--- SUPPLIED MATERIAL ---
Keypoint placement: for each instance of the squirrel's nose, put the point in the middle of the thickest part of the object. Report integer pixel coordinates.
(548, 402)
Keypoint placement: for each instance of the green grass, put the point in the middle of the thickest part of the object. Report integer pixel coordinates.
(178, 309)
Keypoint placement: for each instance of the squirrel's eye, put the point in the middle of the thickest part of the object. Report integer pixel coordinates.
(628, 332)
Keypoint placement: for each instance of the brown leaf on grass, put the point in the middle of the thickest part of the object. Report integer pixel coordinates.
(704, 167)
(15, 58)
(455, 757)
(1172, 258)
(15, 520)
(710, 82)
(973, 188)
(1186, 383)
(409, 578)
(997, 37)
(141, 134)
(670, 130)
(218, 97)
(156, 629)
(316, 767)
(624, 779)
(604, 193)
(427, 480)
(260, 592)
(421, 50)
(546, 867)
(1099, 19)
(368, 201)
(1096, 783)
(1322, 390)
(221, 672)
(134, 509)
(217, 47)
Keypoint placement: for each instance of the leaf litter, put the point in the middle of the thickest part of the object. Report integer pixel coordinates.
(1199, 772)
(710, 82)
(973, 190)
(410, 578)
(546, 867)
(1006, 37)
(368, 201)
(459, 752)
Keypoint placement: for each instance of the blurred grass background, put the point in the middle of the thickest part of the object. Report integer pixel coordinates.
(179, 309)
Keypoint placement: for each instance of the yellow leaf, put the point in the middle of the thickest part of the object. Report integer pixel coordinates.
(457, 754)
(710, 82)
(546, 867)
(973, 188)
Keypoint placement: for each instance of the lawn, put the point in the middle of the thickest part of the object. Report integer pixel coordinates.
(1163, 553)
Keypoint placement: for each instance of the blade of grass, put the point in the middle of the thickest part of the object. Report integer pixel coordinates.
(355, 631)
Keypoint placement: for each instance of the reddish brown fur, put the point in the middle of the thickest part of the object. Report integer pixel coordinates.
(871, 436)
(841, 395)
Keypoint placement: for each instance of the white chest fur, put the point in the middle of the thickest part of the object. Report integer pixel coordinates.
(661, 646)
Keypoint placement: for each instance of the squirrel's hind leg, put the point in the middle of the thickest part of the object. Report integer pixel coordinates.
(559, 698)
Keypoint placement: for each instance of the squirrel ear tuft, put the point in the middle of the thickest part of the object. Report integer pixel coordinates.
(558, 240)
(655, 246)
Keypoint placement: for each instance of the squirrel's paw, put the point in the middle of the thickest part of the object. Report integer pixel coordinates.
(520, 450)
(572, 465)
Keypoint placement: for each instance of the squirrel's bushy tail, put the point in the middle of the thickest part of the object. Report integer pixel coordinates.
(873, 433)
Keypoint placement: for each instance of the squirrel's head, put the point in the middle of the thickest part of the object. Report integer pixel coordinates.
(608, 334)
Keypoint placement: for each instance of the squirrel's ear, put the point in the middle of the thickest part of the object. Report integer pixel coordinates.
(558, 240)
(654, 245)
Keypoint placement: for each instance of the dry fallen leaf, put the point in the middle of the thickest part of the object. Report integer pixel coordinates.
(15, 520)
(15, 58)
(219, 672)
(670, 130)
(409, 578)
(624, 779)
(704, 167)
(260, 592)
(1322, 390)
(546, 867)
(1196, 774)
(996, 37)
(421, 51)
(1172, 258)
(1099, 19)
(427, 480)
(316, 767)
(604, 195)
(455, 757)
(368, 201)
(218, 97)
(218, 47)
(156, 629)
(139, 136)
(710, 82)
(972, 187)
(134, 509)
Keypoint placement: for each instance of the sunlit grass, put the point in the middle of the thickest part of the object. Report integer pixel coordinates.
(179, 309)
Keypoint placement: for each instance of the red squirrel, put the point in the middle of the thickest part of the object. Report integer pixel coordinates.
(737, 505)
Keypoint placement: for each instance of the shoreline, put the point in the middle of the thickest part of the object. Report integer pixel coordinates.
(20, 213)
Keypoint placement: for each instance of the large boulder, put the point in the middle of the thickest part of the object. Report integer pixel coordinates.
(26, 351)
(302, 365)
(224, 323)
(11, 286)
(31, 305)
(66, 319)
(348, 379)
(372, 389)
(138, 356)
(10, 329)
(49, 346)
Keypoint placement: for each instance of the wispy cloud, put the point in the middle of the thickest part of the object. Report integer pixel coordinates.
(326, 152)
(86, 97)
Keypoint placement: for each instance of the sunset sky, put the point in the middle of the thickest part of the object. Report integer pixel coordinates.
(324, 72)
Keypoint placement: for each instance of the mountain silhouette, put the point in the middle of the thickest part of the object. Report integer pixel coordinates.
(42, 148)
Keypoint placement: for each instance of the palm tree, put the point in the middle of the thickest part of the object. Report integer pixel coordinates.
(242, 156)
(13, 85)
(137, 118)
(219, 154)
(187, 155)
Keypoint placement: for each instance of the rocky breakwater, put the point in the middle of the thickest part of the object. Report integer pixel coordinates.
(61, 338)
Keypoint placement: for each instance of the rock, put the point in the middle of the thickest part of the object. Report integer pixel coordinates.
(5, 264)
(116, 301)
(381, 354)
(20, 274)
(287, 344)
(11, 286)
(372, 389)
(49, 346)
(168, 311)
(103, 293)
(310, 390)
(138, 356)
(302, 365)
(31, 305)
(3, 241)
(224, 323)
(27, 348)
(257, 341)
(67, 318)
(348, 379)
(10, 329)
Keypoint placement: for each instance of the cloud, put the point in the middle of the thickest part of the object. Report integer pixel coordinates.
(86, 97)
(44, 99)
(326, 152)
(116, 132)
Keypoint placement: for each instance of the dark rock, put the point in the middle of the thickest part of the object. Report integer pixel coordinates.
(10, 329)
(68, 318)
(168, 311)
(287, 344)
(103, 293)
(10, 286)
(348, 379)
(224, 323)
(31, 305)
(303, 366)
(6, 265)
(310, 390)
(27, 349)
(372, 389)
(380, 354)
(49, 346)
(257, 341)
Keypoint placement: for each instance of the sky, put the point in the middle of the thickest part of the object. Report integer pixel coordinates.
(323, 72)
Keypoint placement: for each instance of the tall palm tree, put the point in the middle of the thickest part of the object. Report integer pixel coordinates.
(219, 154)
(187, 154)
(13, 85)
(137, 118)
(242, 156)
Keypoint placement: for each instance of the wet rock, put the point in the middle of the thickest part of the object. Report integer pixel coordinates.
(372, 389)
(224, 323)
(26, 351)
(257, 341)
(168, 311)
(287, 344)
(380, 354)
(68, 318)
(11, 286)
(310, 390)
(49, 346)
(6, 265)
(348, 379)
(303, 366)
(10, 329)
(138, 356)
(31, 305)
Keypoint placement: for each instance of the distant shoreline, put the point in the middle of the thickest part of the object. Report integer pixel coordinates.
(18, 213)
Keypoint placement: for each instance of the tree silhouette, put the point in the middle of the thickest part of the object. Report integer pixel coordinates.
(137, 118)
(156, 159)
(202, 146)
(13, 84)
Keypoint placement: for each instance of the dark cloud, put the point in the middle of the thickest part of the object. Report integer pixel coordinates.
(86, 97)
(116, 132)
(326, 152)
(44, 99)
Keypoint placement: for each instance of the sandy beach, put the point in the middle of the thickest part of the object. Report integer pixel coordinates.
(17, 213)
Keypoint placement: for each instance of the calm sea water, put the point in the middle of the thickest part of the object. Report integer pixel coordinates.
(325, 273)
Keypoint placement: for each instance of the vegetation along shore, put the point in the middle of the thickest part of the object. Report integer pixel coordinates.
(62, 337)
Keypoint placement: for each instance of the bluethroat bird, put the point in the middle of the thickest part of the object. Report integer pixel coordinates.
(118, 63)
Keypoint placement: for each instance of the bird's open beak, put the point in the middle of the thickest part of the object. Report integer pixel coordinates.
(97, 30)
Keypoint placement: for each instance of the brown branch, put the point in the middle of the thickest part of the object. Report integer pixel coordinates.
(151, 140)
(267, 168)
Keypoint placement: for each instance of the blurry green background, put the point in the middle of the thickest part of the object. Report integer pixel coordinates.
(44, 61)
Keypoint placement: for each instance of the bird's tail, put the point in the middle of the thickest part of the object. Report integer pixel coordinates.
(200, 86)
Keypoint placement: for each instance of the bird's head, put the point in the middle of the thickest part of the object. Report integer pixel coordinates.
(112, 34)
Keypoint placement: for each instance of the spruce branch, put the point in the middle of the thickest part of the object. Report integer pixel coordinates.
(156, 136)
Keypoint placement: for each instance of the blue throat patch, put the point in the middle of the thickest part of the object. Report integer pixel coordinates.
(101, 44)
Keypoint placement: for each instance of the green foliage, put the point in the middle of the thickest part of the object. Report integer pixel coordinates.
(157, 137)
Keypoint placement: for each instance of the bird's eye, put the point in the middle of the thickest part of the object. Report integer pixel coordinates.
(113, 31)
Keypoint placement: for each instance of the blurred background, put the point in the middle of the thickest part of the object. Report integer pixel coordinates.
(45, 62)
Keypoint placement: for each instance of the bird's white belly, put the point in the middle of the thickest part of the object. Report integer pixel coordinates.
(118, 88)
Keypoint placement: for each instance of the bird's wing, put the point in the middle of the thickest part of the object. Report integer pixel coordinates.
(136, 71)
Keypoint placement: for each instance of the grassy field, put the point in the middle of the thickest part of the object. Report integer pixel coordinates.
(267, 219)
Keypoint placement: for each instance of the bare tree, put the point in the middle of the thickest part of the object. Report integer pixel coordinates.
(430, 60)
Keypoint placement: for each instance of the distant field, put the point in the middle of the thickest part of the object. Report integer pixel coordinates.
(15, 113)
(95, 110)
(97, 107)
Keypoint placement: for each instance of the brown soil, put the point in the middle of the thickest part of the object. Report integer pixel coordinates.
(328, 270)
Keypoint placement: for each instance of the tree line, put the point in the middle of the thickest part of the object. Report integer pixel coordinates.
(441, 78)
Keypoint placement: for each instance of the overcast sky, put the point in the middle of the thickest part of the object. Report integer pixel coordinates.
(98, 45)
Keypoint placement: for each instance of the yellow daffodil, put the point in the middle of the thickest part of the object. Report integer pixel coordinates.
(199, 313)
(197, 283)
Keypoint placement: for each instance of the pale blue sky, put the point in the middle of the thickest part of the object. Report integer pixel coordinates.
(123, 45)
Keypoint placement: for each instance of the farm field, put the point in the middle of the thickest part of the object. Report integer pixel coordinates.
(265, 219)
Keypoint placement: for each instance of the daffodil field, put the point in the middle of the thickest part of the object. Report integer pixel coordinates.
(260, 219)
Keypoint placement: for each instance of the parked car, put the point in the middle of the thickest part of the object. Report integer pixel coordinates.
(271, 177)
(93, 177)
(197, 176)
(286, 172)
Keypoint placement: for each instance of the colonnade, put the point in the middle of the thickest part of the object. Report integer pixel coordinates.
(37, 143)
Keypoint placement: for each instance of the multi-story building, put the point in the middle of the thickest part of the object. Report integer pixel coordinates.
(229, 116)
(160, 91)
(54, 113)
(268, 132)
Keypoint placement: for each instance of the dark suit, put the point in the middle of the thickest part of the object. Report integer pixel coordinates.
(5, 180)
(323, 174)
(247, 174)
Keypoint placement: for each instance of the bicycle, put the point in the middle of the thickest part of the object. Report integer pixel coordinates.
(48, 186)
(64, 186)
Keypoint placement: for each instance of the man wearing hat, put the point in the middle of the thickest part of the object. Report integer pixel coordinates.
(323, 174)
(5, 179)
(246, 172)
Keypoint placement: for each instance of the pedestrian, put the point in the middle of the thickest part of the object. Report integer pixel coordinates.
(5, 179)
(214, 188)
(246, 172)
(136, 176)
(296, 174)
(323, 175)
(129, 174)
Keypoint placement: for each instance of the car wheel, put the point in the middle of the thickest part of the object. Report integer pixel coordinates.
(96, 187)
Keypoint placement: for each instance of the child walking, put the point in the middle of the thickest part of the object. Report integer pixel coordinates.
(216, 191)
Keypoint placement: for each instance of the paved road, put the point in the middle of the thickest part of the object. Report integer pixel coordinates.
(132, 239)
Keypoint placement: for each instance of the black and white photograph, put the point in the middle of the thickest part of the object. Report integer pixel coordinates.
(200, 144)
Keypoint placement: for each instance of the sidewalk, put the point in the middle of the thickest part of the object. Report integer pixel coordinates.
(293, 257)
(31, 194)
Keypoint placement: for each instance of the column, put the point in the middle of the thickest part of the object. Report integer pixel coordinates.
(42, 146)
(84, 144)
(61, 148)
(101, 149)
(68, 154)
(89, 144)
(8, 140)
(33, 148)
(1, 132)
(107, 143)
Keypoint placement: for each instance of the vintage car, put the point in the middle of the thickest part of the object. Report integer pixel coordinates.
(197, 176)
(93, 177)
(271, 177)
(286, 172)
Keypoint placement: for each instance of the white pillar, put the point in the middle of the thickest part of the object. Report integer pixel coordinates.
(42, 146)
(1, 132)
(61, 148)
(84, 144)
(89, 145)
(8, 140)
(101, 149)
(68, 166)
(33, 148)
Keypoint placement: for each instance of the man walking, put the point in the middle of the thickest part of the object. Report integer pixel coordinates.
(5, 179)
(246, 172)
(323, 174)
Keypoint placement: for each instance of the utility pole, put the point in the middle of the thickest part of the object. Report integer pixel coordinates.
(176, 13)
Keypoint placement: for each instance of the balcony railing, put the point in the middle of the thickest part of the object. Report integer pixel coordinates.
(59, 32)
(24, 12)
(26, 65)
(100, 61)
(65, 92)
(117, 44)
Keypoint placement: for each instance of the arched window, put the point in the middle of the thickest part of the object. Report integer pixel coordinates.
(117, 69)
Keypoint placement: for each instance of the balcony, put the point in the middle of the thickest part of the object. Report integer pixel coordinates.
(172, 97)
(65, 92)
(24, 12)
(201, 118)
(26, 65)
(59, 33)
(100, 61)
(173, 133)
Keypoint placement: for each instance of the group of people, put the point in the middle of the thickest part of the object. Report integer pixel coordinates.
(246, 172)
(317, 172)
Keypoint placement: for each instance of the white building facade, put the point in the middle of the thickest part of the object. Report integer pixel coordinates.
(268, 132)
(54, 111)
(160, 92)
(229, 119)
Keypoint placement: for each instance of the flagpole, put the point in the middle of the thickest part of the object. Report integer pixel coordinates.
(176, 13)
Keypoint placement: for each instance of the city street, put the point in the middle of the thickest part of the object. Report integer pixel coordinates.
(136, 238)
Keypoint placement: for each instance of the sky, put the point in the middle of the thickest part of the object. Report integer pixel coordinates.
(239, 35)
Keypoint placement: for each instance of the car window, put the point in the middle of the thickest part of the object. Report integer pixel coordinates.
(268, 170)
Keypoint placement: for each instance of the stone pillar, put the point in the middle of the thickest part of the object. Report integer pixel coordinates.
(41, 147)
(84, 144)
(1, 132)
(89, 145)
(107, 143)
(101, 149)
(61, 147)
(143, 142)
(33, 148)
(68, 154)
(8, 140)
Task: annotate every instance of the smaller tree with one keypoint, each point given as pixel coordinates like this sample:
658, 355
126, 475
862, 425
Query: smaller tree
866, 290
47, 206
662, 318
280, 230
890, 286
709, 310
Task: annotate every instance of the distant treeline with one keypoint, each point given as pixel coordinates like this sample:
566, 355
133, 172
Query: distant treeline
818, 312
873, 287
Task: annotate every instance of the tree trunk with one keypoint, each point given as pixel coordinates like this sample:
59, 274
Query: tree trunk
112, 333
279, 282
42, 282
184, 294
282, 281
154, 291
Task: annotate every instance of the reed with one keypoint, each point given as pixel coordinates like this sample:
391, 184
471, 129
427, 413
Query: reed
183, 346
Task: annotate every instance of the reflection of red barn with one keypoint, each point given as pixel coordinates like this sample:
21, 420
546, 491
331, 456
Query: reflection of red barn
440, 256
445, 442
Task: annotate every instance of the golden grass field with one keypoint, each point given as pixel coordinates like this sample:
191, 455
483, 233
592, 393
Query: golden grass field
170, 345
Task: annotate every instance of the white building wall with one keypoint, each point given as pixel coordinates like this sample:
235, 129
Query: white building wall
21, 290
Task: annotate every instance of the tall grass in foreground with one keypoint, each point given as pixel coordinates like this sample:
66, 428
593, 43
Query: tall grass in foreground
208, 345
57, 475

--- WHAT YOU ARE ASKED TO DO ---
Find the lines above that hold "every", then copy each of them.

--- RESPONSE TO THIS TASK ---
Task: annotate every instance of the smaller tree with one keypoint, each point given as pixel coordinates like this sample:
Task: annotate every instance of the distant treeline with one keypoint, each point given as pixel coordinates like this sample:
Task: annotate every instance of the tree trunk with one keypoint, each point given as pixel coordinates like this sample:
Task: annotate every instance of the reed with one keypoint, each point given as pixel coordinates like this sample:
Task: annotate every instance of the reflection of red barn with one keypoint, each point given as pixel coordinates like this sample:
Task: annotate every instance of the golden grass field with one keypoint, each point given as pixel coordinates like this sample:
Task: annotate every instance of the white building wall with one keypoint, each point given as pixel coordinates like this sample:
Task: annotate every instance of the tall grass in foreground with one keypoint, each point given as pixel coordinates like this sample:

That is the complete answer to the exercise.